Given records
------------------------------------------------

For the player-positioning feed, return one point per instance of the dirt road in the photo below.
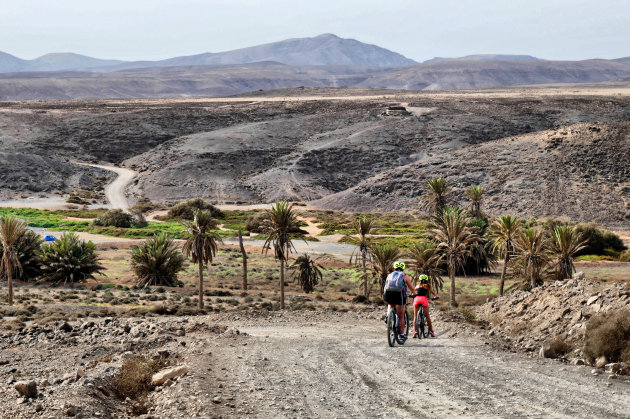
(115, 191)
(337, 365)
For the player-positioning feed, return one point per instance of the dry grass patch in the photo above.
(133, 380)
(608, 334)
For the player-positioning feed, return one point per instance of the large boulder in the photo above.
(168, 374)
(547, 351)
(26, 389)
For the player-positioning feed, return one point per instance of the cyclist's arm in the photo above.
(409, 282)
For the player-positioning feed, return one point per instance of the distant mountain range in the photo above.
(484, 57)
(326, 50)
(322, 61)
(52, 62)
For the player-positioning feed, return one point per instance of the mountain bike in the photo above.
(421, 323)
(393, 335)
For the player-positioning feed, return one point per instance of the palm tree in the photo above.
(383, 258)
(567, 242)
(425, 261)
(11, 229)
(202, 245)
(307, 272)
(455, 240)
(362, 227)
(70, 260)
(533, 255)
(475, 195)
(157, 261)
(436, 196)
(282, 221)
(502, 234)
(28, 251)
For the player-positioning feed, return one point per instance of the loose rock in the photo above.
(161, 377)
(27, 389)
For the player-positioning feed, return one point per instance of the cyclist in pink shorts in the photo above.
(422, 299)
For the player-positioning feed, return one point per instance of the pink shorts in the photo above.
(420, 301)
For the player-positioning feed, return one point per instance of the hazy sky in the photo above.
(418, 29)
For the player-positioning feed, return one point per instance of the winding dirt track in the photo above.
(342, 367)
(115, 191)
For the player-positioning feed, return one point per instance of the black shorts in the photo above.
(395, 298)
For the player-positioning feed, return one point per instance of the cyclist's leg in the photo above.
(415, 319)
(401, 318)
(428, 317)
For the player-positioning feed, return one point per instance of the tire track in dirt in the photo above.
(344, 368)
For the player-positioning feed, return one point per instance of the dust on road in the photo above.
(342, 367)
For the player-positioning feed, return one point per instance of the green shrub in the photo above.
(608, 334)
(69, 260)
(256, 223)
(560, 345)
(138, 220)
(186, 210)
(157, 261)
(360, 299)
(114, 218)
(599, 240)
(74, 199)
(28, 250)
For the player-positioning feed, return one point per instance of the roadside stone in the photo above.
(547, 351)
(613, 367)
(26, 389)
(65, 326)
(601, 362)
(170, 373)
(70, 410)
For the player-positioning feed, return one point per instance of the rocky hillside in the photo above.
(537, 154)
(223, 80)
(553, 173)
(558, 309)
(322, 50)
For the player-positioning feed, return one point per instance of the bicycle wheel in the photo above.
(398, 338)
(392, 333)
(420, 323)
(425, 326)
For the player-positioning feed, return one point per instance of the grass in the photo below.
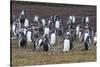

------------------------------------------------

Copy every line from the records above that contains the word "dirt".

Answer to the task
For the player-positioning feed, return one point per instance of the dirt road in the photo below.
For the player-positioning feed, return one point per instance of the winding dirt track in the photo above.
For the player-positioning feed, return one point per instance of the tire track in dirt in the photo above.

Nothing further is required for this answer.